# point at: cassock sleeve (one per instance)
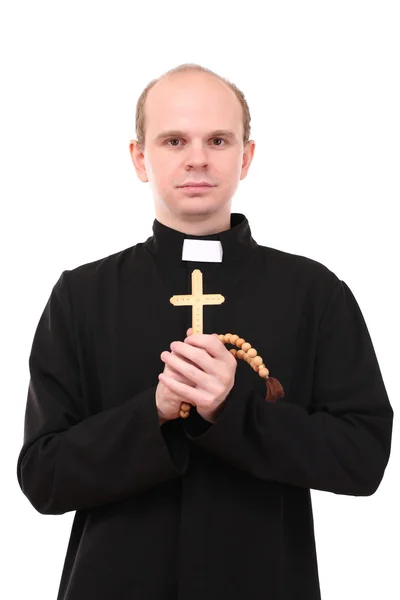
(72, 461)
(340, 444)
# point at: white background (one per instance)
(322, 82)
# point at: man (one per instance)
(216, 505)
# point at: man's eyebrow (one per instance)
(216, 133)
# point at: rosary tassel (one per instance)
(274, 390)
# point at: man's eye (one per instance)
(177, 140)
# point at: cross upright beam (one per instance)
(197, 300)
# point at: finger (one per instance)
(187, 393)
(198, 356)
(171, 372)
(211, 343)
(188, 370)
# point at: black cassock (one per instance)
(193, 510)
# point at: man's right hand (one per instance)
(168, 403)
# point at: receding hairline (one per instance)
(190, 72)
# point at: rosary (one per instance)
(243, 349)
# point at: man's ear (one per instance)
(137, 157)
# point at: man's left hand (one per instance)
(203, 359)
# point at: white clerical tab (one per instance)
(202, 250)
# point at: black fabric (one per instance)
(194, 510)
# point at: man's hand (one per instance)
(204, 360)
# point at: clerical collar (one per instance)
(168, 244)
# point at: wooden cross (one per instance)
(197, 300)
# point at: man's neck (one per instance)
(198, 225)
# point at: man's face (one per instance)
(194, 107)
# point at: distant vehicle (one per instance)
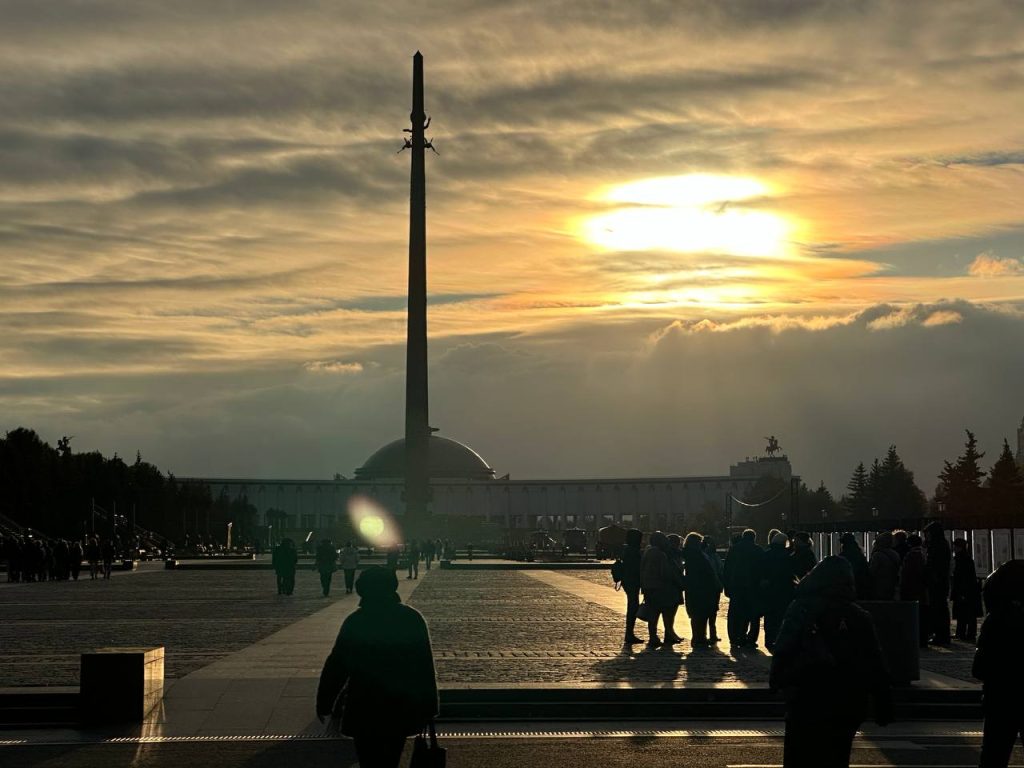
(574, 541)
(541, 540)
(610, 540)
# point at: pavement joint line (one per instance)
(497, 733)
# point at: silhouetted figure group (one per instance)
(34, 559)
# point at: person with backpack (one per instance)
(626, 571)
(326, 563)
(701, 589)
(884, 567)
(743, 576)
(913, 584)
(999, 665)
(711, 552)
(965, 593)
(779, 585)
(349, 562)
(662, 583)
(828, 664)
(378, 685)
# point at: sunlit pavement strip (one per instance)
(266, 688)
(892, 737)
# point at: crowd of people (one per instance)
(762, 582)
(31, 558)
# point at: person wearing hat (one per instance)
(999, 665)
(378, 685)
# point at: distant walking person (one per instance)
(827, 663)
(327, 563)
(966, 593)
(999, 664)
(285, 559)
(913, 584)
(378, 684)
(850, 551)
(802, 552)
(413, 553)
(937, 564)
(629, 572)
(662, 583)
(780, 582)
(743, 573)
(92, 555)
(349, 562)
(719, 567)
(884, 567)
(701, 589)
(108, 553)
(393, 553)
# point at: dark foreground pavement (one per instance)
(729, 747)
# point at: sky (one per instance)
(657, 231)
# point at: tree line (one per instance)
(53, 489)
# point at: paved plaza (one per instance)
(487, 628)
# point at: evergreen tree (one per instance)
(855, 503)
(961, 481)
(1006, 483)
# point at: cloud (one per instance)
(333, 367)
(989, 265)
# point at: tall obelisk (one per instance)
(417, 415)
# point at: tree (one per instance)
(856, 503)
(961, 481)
(1006, 482)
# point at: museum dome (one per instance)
(448, 460)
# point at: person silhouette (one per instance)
(827, 662)
(999, 665)
(378, 685)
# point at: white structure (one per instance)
(463, 485)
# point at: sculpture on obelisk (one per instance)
(417, 414)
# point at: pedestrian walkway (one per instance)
(266, 688)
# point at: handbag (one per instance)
(646, 611)
(426, 752)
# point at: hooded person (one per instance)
(999, 665)
(884, 567)
(378, 684)
(851, 551)
(702, 589)
(662, 583)
(631, 556)
(780, 582)
(828, 664)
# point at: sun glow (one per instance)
(696, 213)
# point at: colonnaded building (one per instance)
(464, 489)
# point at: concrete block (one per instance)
(121, 685)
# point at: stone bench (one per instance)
(121, 685)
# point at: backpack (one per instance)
(617, 571)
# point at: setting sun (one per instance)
(695, 213)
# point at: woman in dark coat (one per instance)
(913, 584)
(828, 664)
(853, 554)
(884, 567)
(966, 593)
(631, 556)
(779, 585)
(662, 583)
(701, 588)
(378, 685)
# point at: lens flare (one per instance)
(375, 523)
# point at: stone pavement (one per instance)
(268, 687)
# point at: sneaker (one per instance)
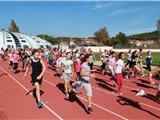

☆ ☆ ☆

### WHAT TO DO
Copy the material above line for line, leaving out the pictures.

### COMPLETED TASK
# point at: cassock sleeve (one per instance)
(72, 461)
(340, 444)
# point at: white background (one per instance)
(322, 82)
# point at: man (one per instance)
(216, 505)
# point at: man's eyebrow (one per instance)
(216, 133)
# point at: rosary tassel (one per instance)
(274, 390)
# point at: man's eye (one per instance)
(177, 140)
# point at: cross upright beam (one per instance)
(197, 300)
# point at: finger (one per instance)
(187, 393)
(198, 356)
(171, 372)
(211, 343)
(188, 370)
# point at: black cassock (one per instance)
(193, 510)
# point at: man's right hand (one per instance)
(168, 403)
# point at: receding hairline (one per instance)
(190, 72)
# point at: rosary (one per instance)
(243, 349)
# point at: man's ear (one per instance)
(137, 157)
# point at: man's left hand (one per instance)
(203, 359)
# point at: white clerical tab (one per instance)
(202, 250)
# point at: black fabric (one per instance)
(194, 510)
# point at: man's hand (one per instance)
(204, 360)
# point at: clerical collar (one per instance)
(168, 244)
# point at: wooden cross (one per instance)
(197, 300)
# point at: man's neck (one per instance)
(198, 225)
# point at: man's face (one per instance)
(194, 107)
# point at: distant vehicle (one per instance)
(574, 541)
(541, 540)
(610, 540)
# point at: pavement joint line (one per instance)
(497, 733)
# point at: silhouetted figure group (one per instance)
(34, 559)
# point at: person with backpack (one per instance)
(626, 571)
(326, 563)
(701, 589)
(884, 567)
(743, 576)
(913, 584)
(999, 665)
(711, 552)
(965, 593)
(779, 585)
(349, 562)
(662, 583)
(828, 664)
(378, 685)
# point at: sunlit pavement strip (one per instance)
(266, 688)
(892, 737)
# point at: crowd of people (one per instance)
(762, 582)
(31, 558)
# point at: person wearing hat (one per instance)
(999, 665)
(378, 685)
# point at: distant walking person (one per instance)
(827, 663)
(327, 563)
(966, 593)
(999, 664)
(285, 559)
(913, 584)
(378, 684)
(850, 551)
(802, 552)
(413, 553)
(937, 564)
(629, 572)
(662, 583)
(780, 582)
(743, 573)
(92, 555)
(349, 562)
(719, 567)
(884, 567)
(701, 589)
(108, 553)
(393, 553)
# point at: dark foreground pavement (one per instance)
(729, 747)
# point at: sky (one per instance)
(657, 231)
# point at: tree line (one per instance)
(53, 489)
# point at: paved plaza (one per instance)
(487, 628)
# point at: evergreen tree (one per instance)
(855, 503)
(961, 481)
(1006, 483)
# point at: cloud (one per instance)
(333, 367)
(989, 265)
# point at: tall obelisk (one per instance)
(417, 415)
# point at: tree (one per instance)
(856, 503)
(961, 481)
(1006, 482)
# point at: museum dome (one per instance)
(448, 460)
# point at: person silhouette (one per instance)
(827, 662)
(999, 665)
(378, 685)
# point at: white structure (one per instance)
(463, 485)
# point at: sculpture on obelisk (one per instance)
(417, 414)
# point at: pedestrian walkway (one per instance)
(266, 688)
# point at: handbag (one per instance)
(646, 611)
(426, 752)
# point at: hooded person (one per instance)
(999, 665)
(884, 567)
(378, 684)
(851, 551)
(702, 589)
(662, 583)
(631, 556)
(780, 582)
(828, 664)
# point at: sun glow (one per instance)
(696, 213)
# point at: colonnaded building (one per instance)
(464, 489)
# point at: concrete block (one per instance)
(121, 685)
# point at: stone bench (one per instance)
(121, 685)
# point at: backpack (one per instance)
(617, 571)
# point at: setting sun (one per instance)
(695, 213)
# point at: woman in dark coat (one per instance)
(913, 584)
(828, 664)
(853, 554)
(884, 567)
(966, 593)
(631, 556)
(779, 585)
(662, 583)
(701, 588)
(378, 685)
# point at: lens flare (one per instance)
(375, 523)
# point at: stone pavement (one per instance)
(268, 687)
# point at: sneaker (one per instance)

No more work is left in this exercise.